PROVIDED PASSAGE ::
#####

Do you recollect the metabolic reactions, which result in the production of ethanol by yeast?
The metabolic process that leads to the production of ethanol by yeast, such as Saccharomyces cerevisiae, is called alcoholic fermentation. Here’s a brief overview of the key metabolic reactions involved:
Glycolysis:
- The process begins with glycolysis, where a glucose molecule (a type of sugar) is broken down into two molecules of pyruvate. This occurs in the cytoplasm of the yeast cell.
- Glycolysis yields a small amount of energy in the form of ATP and NADH.
Decarboxylation:
- The two molecules of pyruvate generated in glycolysis undergo decarboxylation. One carbon is removed from each pyruvate, resulting in the formation of acetaldehyde and releasing carbon dioxide.
Ethanol Formation:
- Acetaldehyde, the product of decarboxylation, is then reduced by NADH to form ethanol.
- This reduction step regenerates NAD+, which is crucial for sustaining glycolysis.
The overall chemical equation for alcoholic fermentation by yeast can be represented as follows:
Glucose → 2 Ethanol + 2 Carbon Dioxide + Energy
Antibiotics
Antibiotics: A 20th Century Milestone
- Definition: Chemical substances combating disease-causing organisms.
- Etymology: “Anti” (Greek: against) + “Bio” (life) = Against life in the microbial context; Pro-life for humans.
Penicillin’s Chance Discovery
- Observer: Alexander Fleming
- Scenario: Mold hindering Staphylococci growth in unwashed culture plates.
- Identification: Mold – Penicillium notatum.
- Acknowledgment: Full antibiotic potential recognized later by Ernest Chain and Howard Florey.
Impact during World War II
- Application: Extensively used to treat wounded American soldiers.
- Recognition: Nobel Prize in 1945 for Fleming, Chain, and Florey.
Besides Penicillin, several other antibiotics have been discovered and are widely used. Here are a few examples:
Streptomycin: Discovered by Selman Waksman and Albert Schatz, it was the first effective treatment for tuberculosis. Streptomycin is produced by the bacterium Streptomyces griseus.

#####

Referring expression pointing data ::
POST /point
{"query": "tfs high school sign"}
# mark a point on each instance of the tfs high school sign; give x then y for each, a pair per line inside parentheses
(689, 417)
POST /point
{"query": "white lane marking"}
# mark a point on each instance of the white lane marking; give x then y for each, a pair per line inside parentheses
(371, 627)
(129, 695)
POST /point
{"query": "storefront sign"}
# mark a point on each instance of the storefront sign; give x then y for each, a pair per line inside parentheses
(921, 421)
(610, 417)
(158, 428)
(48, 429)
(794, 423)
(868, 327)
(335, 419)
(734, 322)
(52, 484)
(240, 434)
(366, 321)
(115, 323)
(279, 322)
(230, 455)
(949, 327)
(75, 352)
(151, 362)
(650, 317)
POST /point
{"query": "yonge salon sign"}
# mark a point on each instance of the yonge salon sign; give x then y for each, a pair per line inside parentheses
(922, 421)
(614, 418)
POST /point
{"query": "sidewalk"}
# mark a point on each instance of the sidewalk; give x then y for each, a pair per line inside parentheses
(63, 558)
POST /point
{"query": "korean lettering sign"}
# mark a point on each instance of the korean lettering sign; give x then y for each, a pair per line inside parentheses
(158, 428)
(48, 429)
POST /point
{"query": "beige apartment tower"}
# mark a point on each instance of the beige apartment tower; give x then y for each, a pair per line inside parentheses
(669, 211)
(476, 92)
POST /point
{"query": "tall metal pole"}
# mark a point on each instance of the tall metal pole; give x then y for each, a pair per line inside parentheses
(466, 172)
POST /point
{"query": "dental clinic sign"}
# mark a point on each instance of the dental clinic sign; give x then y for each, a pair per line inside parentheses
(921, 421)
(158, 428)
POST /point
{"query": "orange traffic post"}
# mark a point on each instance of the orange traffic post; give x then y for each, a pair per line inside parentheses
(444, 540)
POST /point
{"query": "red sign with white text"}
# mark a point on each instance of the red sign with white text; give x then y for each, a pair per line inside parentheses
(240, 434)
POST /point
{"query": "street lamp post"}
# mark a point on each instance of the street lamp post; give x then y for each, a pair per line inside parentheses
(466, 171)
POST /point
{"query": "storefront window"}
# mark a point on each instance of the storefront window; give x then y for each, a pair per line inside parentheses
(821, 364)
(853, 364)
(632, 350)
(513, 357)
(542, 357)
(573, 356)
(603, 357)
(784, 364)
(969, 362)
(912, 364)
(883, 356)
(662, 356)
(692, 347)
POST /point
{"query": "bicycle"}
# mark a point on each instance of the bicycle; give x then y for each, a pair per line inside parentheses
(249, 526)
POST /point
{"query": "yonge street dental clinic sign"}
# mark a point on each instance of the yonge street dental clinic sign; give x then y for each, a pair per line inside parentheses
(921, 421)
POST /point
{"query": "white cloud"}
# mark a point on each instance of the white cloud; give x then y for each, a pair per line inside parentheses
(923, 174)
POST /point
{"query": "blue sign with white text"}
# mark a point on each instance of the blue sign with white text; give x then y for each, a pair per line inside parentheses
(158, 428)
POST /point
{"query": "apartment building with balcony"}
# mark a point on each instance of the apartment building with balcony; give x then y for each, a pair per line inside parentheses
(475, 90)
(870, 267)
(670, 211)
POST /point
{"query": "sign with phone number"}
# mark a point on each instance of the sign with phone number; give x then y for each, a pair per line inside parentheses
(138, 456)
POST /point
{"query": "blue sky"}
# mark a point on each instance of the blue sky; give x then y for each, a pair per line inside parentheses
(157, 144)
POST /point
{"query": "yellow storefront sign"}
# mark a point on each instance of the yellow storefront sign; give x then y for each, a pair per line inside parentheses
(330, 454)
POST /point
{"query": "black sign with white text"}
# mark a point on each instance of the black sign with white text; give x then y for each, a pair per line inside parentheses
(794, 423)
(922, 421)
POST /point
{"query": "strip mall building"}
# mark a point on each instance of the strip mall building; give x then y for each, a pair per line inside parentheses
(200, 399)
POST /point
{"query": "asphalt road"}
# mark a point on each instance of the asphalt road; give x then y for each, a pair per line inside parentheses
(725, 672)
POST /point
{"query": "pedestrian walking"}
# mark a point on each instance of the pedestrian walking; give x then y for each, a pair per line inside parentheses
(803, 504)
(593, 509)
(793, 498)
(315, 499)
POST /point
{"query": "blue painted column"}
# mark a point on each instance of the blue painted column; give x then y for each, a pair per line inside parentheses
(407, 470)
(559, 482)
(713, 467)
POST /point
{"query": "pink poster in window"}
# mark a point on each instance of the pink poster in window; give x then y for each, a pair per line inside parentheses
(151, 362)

#####

WORK INSTRUCTION A ::
Return the part of the passage on fermentation and antibiotics that runs from "Do you recollect" up to and including "ATP and NADH.", copied word for word.
WORK INSTRUCTION B ::
According to the passage on fermentation and antibiotics, which bacterium produces streptomycin?

RESPONSE AREA A ::
Do you recollect the metabolic reactions, which result in the production of ethanol by yeast?
The metabolic process that leads to the production of ethanol by yeast, such as Saccharomyces cerevisiae, is called alcoholic fermentation. Here’s a brief overview of the key metabolic reactions involved:
Glycolysis:
- The process begins with glycolysis, where a glucose molecule (a type of sugar) is broken down into two molecules of pyruvate. This occurs in the cytoplasm of the yeast cell.
- Glycolysis yields a small amount of energy in the form of ATP and NADH.

RESPONSE AREA B ::
Streptomyces griseus